DATA EXCERPTS:
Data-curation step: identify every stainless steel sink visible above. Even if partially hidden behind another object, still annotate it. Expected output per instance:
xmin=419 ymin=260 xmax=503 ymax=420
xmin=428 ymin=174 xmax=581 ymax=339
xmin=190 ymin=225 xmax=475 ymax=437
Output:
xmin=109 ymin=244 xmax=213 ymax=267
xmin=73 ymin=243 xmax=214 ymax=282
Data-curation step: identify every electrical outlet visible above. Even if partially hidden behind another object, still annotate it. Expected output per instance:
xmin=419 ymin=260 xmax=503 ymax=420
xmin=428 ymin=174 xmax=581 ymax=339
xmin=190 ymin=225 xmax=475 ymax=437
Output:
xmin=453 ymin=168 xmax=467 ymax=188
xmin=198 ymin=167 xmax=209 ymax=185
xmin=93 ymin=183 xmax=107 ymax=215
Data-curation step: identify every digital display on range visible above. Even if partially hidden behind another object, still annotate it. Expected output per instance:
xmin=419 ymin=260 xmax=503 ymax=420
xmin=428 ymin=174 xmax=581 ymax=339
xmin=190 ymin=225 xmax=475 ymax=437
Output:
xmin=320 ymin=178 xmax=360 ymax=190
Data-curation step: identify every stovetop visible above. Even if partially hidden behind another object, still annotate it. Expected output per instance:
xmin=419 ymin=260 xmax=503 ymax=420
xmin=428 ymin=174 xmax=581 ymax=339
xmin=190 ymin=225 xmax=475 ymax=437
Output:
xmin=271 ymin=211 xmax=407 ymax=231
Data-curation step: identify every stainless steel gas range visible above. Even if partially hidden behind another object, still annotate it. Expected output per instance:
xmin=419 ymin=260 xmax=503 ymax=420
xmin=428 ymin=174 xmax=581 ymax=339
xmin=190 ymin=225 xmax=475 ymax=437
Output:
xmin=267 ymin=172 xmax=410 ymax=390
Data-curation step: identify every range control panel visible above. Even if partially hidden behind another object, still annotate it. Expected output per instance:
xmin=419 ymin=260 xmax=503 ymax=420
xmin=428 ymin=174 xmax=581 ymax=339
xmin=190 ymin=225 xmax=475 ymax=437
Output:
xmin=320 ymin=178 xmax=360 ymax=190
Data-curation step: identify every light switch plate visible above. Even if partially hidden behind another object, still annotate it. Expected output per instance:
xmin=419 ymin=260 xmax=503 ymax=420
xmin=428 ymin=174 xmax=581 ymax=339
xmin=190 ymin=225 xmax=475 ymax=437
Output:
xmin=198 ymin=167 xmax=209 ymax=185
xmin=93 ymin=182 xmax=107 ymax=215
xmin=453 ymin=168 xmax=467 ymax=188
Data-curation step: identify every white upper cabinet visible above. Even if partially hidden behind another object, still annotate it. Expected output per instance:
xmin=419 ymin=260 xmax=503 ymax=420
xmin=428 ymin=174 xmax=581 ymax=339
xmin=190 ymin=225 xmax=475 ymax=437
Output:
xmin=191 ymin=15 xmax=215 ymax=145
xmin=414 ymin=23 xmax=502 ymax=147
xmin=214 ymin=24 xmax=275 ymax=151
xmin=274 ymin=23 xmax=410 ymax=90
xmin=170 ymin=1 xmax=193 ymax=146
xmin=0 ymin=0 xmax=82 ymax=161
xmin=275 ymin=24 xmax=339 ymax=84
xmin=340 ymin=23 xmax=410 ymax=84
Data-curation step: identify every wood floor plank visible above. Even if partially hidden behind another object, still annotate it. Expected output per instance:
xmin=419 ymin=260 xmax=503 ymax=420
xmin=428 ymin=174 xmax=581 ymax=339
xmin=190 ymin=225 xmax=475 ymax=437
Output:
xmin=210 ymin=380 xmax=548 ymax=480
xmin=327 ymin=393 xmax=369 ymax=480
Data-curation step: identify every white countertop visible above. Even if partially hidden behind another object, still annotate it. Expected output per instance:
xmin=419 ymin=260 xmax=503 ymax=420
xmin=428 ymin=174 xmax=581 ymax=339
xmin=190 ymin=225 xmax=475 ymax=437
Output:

REQUIREMENTS: Add -70 to every bounding-box coordinate in the answers, from the start of the entries up to and including the line containing "xmin=93 ymin=183 xmax=107 ymax=215", and reproduce every line in that span, requests included. Leave the numbers in the requests and their format samples unchanged.

ANSWER TO THIS PROBLEM:
Data-curation step: identify every stainless steel sink visible above. Even if partially hidden behind another object, still annotate it. Expected output per instance:
xmin=419 ymin=260 xmax=503 ymax=420
xmin=428 ymin=174 xmax=581 ymax=339
xmin=190 ymin=225 xmax=475 ymax=437
Output:
xmin=39 ymin=174 xmax=143 ymax=197
xmin=3 ymin=173 xmax=144 ymax=212
Data-curation step: identify every electrical outlet visible above. Even if partially hidden behind another object, still annotate it. Expected output per instance:
xmin=419 ymin=260 xmax=503 ymax=420
xmin=428 ymin=174 xmax=581 ymax=339
xmin=190 ymin=225 xmax=475 ymax=437
Output:
xmin=383 ymin=98 xmax=397 ymax=118
xmin=128 ymin=97 xmax=139 ymax=115
xmin=23 ymin=113 xmax=37 ymax=145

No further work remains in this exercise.